Reproduza sem alterações as linhas dos dados, começando pela que contém "Target: grass median strip" e seguindo até o final dos dados, com ambas as extremidades incluídas.
________________________________________
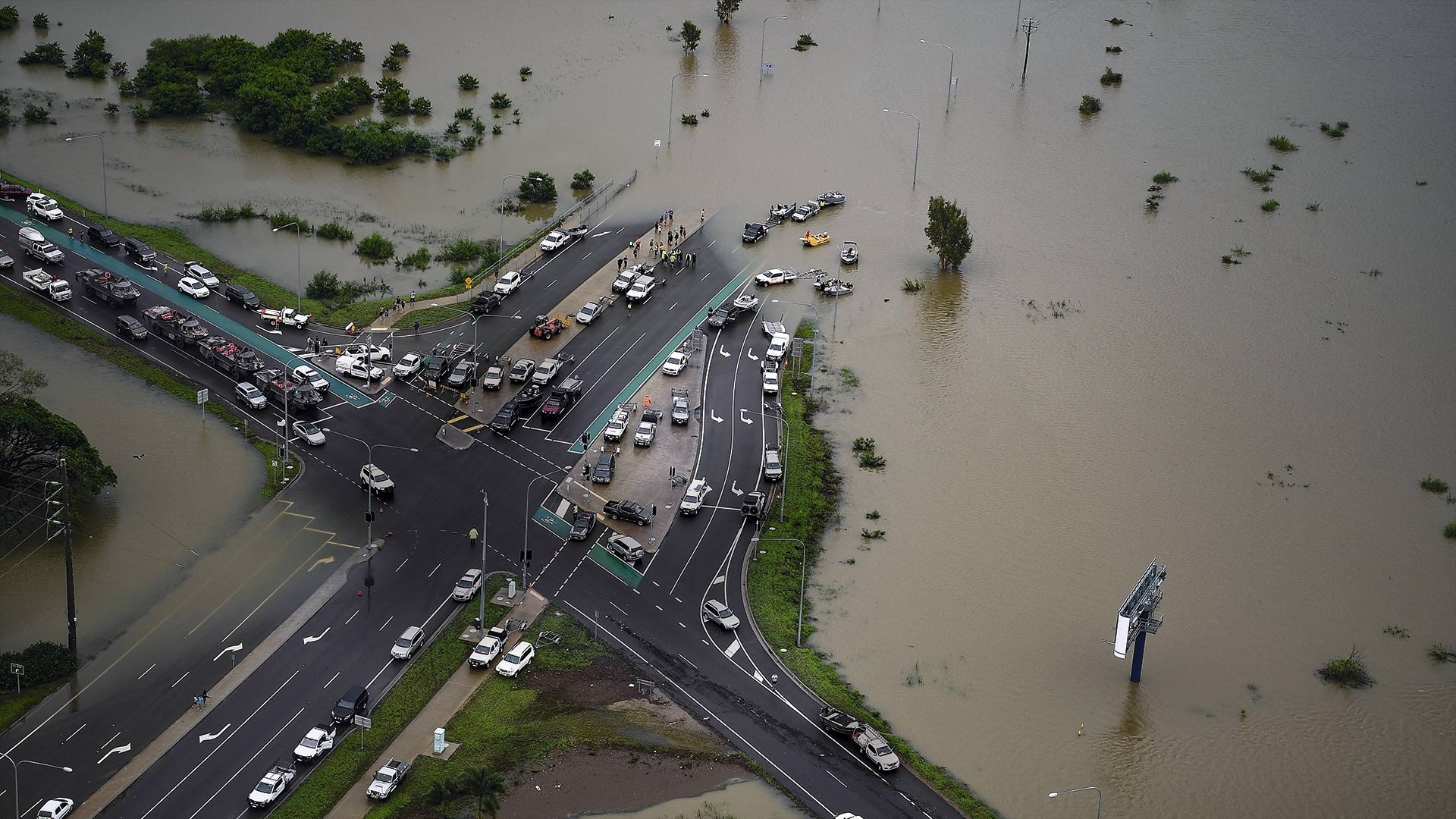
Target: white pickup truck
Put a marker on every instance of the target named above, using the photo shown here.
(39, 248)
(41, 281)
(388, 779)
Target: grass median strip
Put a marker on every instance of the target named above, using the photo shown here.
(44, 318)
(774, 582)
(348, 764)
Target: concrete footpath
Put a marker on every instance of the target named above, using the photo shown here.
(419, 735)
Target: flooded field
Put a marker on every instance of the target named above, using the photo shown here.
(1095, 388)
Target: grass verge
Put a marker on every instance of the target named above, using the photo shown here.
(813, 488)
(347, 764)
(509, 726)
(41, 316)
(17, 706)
________________________________________
§ **RESPOSTA À TAREFA**
Target: grass median strip
Put a marker on every instance of the target named above, using the photo shown here.
(44, 318)
(774, 582)
(348, 764)
Target: concrete footpath
Put a marker on every instance of the target named above, using the photo shown here.
(419, 735)
Target: flooded field
Put a marker on every instance of the target named above, using the photo shown here.
(1095, 388)
Target: grass verge
Put a marker on every instance of the target named above, using the photo shown here.
(813, 488)
(347, 764)
(509, 726)
(41, 316)
(17, 706)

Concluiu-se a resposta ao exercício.